• [PROBLEM TO WORK ON]:
Copy the items from their start through the line containing "M 107 816 L", requests included, adding 72 to every coordinate in the answers. Give only those lines and leave out the pictures.

• [ENTRIES]:
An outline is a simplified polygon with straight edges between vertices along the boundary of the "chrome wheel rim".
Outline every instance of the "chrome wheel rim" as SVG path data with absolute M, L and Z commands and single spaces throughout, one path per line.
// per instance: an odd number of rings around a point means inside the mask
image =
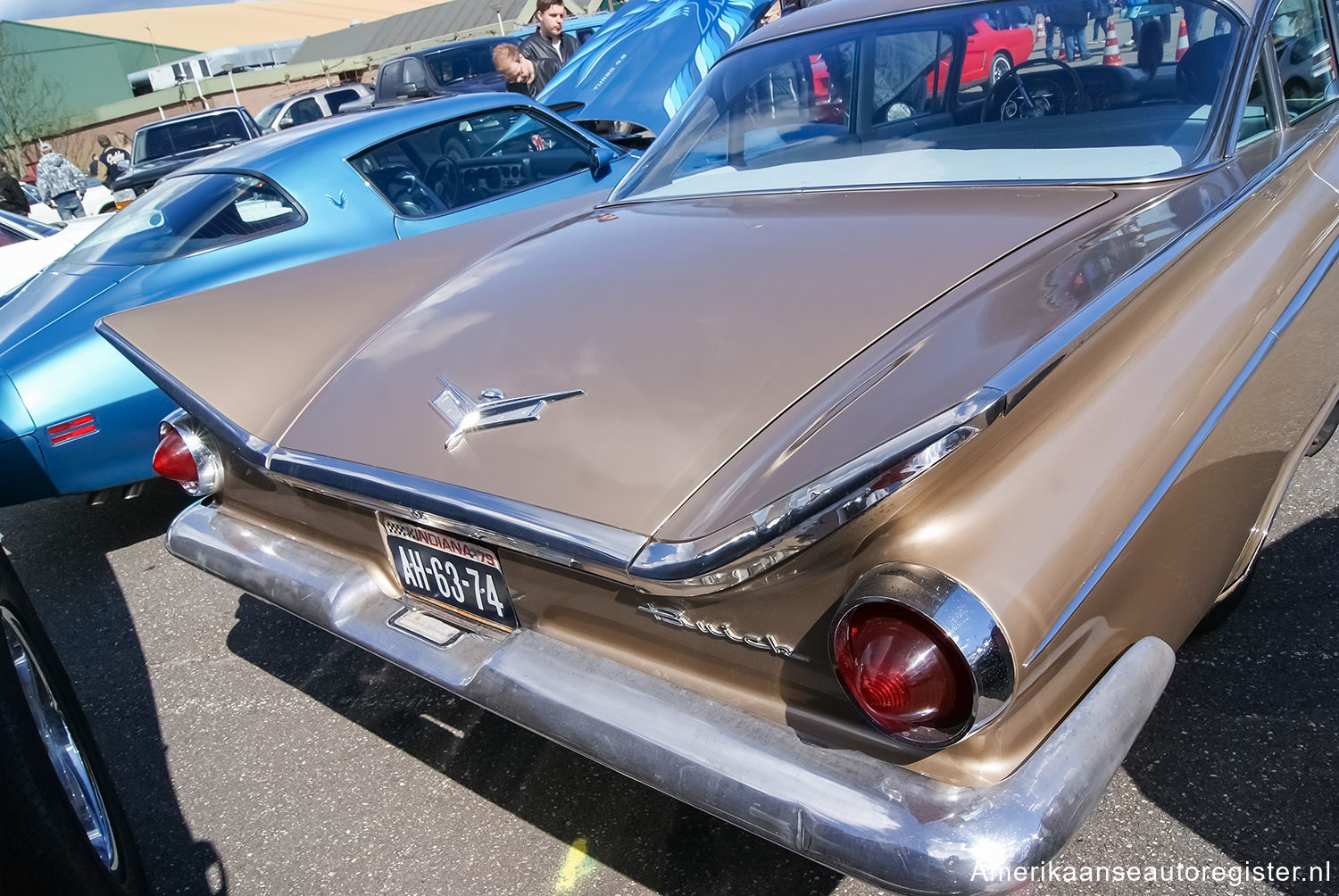
M 107 816 L 107 806 L 103 804 L 98 782 L 92 778 L 88 763 L 84 762 L 79 742 L 70 731 L 64 713 L 56 702 L 55 694 L 47 682 L 47 675 L 37 664 L 35 652 L 24 636 L 23 625 L 9 612 L 0 607 L 0 628 L 4 629 L 4 640 L 8 647 L 8 658 L 13 663 L 13 671 L 19 676 L 19 687 L 23 698 L 32 713 L 32 719 L 42 737 L 42 745 L 47 749 L 47 758 L 60 781 L 60 789 L 75 810 L 75 817 L 88 834 L 88 844 L 98 853 L 107 871 L 116 867 L 116 838 L 111 832 L 111 818 Z

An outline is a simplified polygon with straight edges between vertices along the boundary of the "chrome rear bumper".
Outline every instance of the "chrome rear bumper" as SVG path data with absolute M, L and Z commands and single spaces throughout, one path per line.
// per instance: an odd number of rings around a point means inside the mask
M 1078 830 L 1172 675 L 1145 638 L 1010 778 L 959 788 L 593 656 L 533 631 L 437 647 L 388 624 L 368 571 L 218 508 L 193 505 L 167 548 L 494 713 L 837 871 L 913 893 L 1003 892 Z

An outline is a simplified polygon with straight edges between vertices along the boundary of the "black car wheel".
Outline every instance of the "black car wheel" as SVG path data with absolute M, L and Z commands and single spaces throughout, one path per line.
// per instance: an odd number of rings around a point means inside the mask
M 70 679 L 0 552 L 0 892 L 147 892 Z

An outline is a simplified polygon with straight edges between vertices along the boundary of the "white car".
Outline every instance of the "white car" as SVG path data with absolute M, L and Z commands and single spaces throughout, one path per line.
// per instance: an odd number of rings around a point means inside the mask
M 50 210 L 50 206 L 42 208 Z M 70 252 L 110 217 L 110 214 L 90 214 L 66 221 L 66 226 L 55 226 L 0 212 L 0 296 Z
M 23 194 L 28 197 L 28 217 L 33 221 L 40 221 L 42 224 L 55 224 L 56 221 L 60 221 L 60 213 L 42 201 L 37 188 L 32 183 L 19 183 L 19 186 L 23 188 Z M 88 178 L 88 186 L 84 190 L 83 206 L 86 214 L 102 214 L 104 212 L 116 210 L 116 204 L 111 198 L 111 190 L 103 186 L 102 181 L 95 177 Z

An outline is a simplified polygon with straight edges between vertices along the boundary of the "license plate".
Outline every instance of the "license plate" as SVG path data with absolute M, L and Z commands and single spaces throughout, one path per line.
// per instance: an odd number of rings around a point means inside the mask
M 415 522 L 386 518 L 382 526 L 391 564 L 407 595 L 489 625 L 517 627 L 495 553 Z

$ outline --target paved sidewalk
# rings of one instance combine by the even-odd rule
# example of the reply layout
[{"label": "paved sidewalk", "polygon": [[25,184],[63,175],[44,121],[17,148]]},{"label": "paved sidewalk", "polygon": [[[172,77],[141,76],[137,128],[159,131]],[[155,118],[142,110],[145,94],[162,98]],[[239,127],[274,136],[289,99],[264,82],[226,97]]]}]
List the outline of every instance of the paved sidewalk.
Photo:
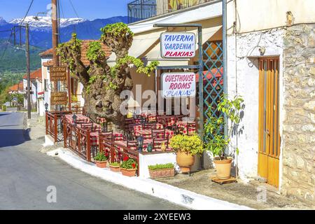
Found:
[{"label": "paved sidewalk", "polygon": [[122,176],[120,173],[111,172],[108,168],[100,169],[97,167],[94,164],[80,158],[67,148],[59,148],[50,151],[47,154],[50,156],[57,157],[74,168],[92,176],[132,190],[168,200],[188,209],[213,210],[252,209],[246,206],[206,197],[151,179],[127,177]]}]

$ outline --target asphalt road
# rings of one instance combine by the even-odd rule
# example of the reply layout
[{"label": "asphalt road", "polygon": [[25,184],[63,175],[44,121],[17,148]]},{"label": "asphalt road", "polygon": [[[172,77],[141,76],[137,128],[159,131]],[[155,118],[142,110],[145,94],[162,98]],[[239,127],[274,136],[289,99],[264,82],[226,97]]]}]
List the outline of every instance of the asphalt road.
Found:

• [SOLVED PROBLEM]:
An outline is a simplified polygon with straight edges between vertices along the boundary of the "chrome wheel rim".
Outline every instance of the "chrome wheel rim" as SVG path data with absolute M, L and Z commands and single spaces throughout, one path per line.
// per instance: an odd number of rings around a point means inside the mask
image =
M 179 888 L 179 878 L 175 876 L 170 854 L 164 850 L 160 835 L 156 834 L 151 814 L 142 803 L 136 785 L 128 774 L 127 766 L 119 754 L 119 747 L 109 736 L 107 724 L 96 708 L 95 697 L 81 684 L 72 679 L 72 700 L 76 701 L 76 712 L 80 719 L 80 730 L 85 735 L 85 743 L 91 748 L 91 759 L 95 770 L 104 785 L 104 791 L 114 809 L 114 817 L 119 821 L 119 830 L 132 853 L 132 861 L 147 882 L 147 889 L 160 906 L 160 916 L 170 925 L 179 943 L 188 939 L 188 910 L 183 904 L 183 890 Z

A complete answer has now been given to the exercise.